> _TASK DESCRIPTION_
All entries are to be returned verbatim.

> _RECORDS PROVIDED_
__________

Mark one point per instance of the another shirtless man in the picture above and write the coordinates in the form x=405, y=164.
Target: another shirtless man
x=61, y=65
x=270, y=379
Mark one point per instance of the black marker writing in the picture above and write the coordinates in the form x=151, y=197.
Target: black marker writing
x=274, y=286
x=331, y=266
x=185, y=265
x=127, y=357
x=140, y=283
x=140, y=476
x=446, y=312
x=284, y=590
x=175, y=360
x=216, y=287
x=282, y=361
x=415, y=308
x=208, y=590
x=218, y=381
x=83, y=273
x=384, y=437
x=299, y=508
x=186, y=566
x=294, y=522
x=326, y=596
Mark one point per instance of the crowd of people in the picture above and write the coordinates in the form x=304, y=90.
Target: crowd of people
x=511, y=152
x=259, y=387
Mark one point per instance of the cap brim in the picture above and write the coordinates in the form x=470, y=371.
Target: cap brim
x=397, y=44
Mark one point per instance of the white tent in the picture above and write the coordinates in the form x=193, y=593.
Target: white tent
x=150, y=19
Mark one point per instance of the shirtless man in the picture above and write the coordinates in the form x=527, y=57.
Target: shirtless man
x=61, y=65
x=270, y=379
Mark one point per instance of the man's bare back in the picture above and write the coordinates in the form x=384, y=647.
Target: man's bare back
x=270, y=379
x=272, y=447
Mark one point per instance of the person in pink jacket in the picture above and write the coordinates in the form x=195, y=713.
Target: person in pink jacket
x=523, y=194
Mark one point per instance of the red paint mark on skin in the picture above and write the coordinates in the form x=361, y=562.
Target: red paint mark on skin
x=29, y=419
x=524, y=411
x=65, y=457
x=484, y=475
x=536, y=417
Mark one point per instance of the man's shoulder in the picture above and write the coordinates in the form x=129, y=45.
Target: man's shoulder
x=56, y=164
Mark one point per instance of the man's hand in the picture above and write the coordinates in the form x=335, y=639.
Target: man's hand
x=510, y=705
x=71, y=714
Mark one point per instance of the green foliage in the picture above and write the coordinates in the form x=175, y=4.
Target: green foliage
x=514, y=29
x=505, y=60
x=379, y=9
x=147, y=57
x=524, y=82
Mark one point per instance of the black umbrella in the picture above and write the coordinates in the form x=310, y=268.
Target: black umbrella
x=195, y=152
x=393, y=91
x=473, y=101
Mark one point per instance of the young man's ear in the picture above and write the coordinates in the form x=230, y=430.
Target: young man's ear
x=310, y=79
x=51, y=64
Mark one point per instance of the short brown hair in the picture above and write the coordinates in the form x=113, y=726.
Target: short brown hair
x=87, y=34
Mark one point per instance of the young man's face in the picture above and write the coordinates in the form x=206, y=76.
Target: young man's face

__________

> _EXERCISE SOLUTION_
Mark one point per instance of the another shirtless man in the picture above and write the coordinates in the form x=405, y=164.
Target: another shirtless man
x=61, y=65
x=270, y=379
Mark one point per instance of the black marker writing in the picture above and write the coordinates in the form x=151, y=197.
Target: black marker writing
x=274, y=286
x=331, y=266
x=185, y=265
x=127, y=357
x=140, y=283
x=140, y=476
x=446, y=312
x=284, y=590
x=175, y=360
x=216, y=287
x=282, y=361
x=415, y=308
x=208, y=590
x=218, y=381
x=83, y=273
x=384, y=437
x=299, y=508
x=186, y=566
x=294, y=522
x=326, y=596
Mark one point per instance of the crowd of people in the picture above and write the coordinates in the form x=304, y=90.
Target: crowd of people
x=511, y=152
x=259, y=387
Mark one point per instance of the cap brim in the picture above and write the coordinates in the form x=470, y=371.
Target: cap brim
x=397, y=44
Mark one point per instance of the white tent in the picture above and write the coordinates in the form x=193, y=593.
Target: white tent
x=150, y=19
Mark one point per instance of the shirtless man in the picture above and write the coordinates in the form x=527, y=57.
Target: shirtless man
x=61, y=65
x=270, y=379
Mark one point per instance of the man's bare back in the picture above and write the coordinates in the form x=384, y=647.
Target: man's bare back
x=270, y=379
x=272, y=447
Mark one point per instance of the person in pink jacket in the picture above and write the coordinates in the form x=195, y=713.
Target: person in pink jacket
x=523, y=194
Mark one point per instance of the red paint mark on skin in the picture above and write the coordinates in the form x=361, y=562.
Target: red paint mark on skin
x=29, y=419
x=524, y=411
x=65, y=457
x=484, y=475
x=536, y=417
Mark one point per instance of the man's shoulder in the picture above and write the coordinates in the form x=129, y=45.
Target: man's shoulder
x=56, y=164
Mark one point per instance of the man's hand in the picture above and write the coordinates in the form x=335, y=639.
Target: man's hand
x=510, y=705
x=71, y=714
Mark one point per instance of the green foliage in the picture above and write the coordinates in the form x=175, y=4.
Target: green foliage
x=514, y=29
x=505, y=60
x=379, y=9
x=147, y=57
x=524, y=82
Mark one point per instance of the black umbrella in the picture above and write the coordinates in the form x=310, y=268.
Target: black umbrella
x=195, y=152
x=393, y=91
x=473, y=101
Mark one point per instance of the young man's ear in the picture above and write the coordinates in the form x=230, y=430.
Target: young man's ear
x=310, y=79
x=51, y=64
Mark one point per instance of the short brown hair in the picture above and write the coordinates in the form x=113, y=726.
Target: short brown hair
x=87, y=34
Mark one point per instance of the young man's face in the picture above and write the coordinates in the form x=206, y=76.
Target: young man's face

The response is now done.